Material for the task:

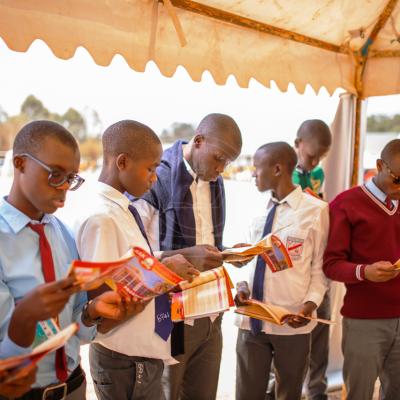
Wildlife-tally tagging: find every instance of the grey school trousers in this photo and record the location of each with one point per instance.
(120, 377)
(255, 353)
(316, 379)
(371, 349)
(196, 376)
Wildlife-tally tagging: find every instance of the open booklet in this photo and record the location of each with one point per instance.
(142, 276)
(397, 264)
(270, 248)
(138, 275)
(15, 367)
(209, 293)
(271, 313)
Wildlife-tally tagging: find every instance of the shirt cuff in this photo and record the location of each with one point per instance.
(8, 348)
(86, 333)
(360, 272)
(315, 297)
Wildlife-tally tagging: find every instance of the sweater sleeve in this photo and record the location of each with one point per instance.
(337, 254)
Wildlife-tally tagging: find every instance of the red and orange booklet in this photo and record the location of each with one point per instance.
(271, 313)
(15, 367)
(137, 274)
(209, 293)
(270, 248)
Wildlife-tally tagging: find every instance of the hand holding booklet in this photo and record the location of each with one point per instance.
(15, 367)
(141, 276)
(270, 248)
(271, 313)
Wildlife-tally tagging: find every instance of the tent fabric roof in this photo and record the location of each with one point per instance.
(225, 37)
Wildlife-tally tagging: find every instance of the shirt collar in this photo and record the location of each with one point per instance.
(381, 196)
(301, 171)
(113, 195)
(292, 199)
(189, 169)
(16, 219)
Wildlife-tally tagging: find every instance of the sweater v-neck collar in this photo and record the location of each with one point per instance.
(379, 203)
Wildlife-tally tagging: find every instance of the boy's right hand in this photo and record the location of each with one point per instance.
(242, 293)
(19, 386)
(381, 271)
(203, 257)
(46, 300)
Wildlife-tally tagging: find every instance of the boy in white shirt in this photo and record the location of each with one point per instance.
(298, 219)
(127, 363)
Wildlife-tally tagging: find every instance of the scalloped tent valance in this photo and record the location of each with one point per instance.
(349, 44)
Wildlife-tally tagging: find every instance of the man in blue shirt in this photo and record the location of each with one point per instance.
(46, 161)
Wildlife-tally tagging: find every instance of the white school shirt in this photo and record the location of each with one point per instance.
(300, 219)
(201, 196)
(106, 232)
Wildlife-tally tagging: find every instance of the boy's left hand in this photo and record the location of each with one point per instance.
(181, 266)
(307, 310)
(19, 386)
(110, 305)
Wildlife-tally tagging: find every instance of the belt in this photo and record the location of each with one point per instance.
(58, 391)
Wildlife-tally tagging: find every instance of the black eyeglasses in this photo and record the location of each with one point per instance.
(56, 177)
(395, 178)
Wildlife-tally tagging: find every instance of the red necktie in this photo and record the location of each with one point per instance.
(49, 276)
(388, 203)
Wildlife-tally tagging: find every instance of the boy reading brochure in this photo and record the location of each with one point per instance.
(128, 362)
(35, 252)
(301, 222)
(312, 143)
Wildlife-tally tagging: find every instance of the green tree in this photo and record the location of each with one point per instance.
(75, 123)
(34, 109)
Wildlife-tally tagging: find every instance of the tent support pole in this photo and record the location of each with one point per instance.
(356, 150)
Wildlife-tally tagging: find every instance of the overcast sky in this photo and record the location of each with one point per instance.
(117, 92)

Problem details:
The records above are to be restated exactly, without their pictures.

Written reply:
Wildlife-tally tagging: find every instance of the grey school trousers in this photo and record the location of each with one point per instance.
(120, 377)
(255, 353)
(316, 379)
(371, 349)
(196, 376)
Wildlife-tally tagging: find every instance of the open booklet in this photo and record the location of each with one point per instance.
(142, 276)
(397, 264)
(270, 248)
(138, 275)
(15, 367)
(209, 293)
(271, 313)
Wildlife-tally tagging: find every instance of the shirt cuff in this photo and record the location of each with one point per instance.
(8, 348)
(86, 333)
(360, 272)
(315, 297)
Wildlife-tally tagging: find every instance of the sweater sleeve in this photo and record the location of each with one point per instance.
(337, 254)
Wildlife-tally tagging: find every instance of the red and orange booklet in this photo and record the location of each with one point per instance.
(271, 313)
(15, 367)
(137, 274)
(209, 293)
(270, 248)
Wildlife-tally tagging: find every instance of the hand holding booklet in this photo and record the location of each with one point per instance.
(15, 367)
(141, 276)
(270, 248)
(271, 313)
Wildlife-tally tagging: find every instance of the tent fabric roof in this photo and record the location of each with one point per instance.
(225, 37)
Wildlife-tally tagging: find every instance of the shirt collar in this photo and record the location of each with one point per instance.
(381, 196)
(301, 171)
(113, 195)
(292, 199)
(189, 169)
(16, 219)
Wildlife-tally tagging: find every instance of the sweater v-neck collar in this photo and record the location of each with one point per instance.
(379, 203)
Wildlife-tally tagging: find every instance of the boy's right hand in this photo and record the location of each with one point per instance.
(242, 293)
(19, 386)
(381, 271)
(203, 257)
(46, 300)
Wildlife-tally tagging: find every instance of the boy in white shirt in this photo and record the location of each with one point per instance.
(298, 219)
(127, 363)
Wildlife-tally tagging: find every instance of the scalloped tent valance in this photo and record the location of each with one point per instance.
(349, 44)
Wildlife-tally tagging: find every instance of the man in blue shirt in this photo and record the location of each with one point per instance.
(46, 161)
Wildlife-tally tagging: find every instance of the white school shirt in this photo and record the location of each with one point per instance.
(300, 219)
(201, 196)
(106, 232)
Wildlife-tally tagging: find every instance of the boy's left hand in this photo and record the location of each with one point per instance.
(181, 266)
(307, 310)
(19, 386)
(110, 305)
Wildlife-tally tagging: find every instance of the belt in this photo and record the location of each with one point per instance.
(58, 391)
Wildlife-tally tagging: find every instance of the black eyeglasses in this photo and record the location of each with one point per instance.
(56, 177)
(395, 178)
Wildlife-tally tagging: find every instance of the red necktie in this photo and record the location of each with one point per instance.
(49, 276)
(388, 203)
Wildlife-tally tagging: find every instance of the boy reading brochure in this photo and record the location of each with one point per instance.
(128, 362)
(35, 252)
(301, 222)
(312, 143)
Wildlife-tally tagging: find every instance of the green tree in this photo and record the location of each with one point per instance.
(75, 123)
(34, 109)
Wildlife-tally tagging: find every instance of the tent support pole in this photo and record the location of each with one point per instance.
(356, 150)
Wildlife-tally tagging: find every instance of the overcast sky in this photo and record the location of each with one point per instance.
(117, 92)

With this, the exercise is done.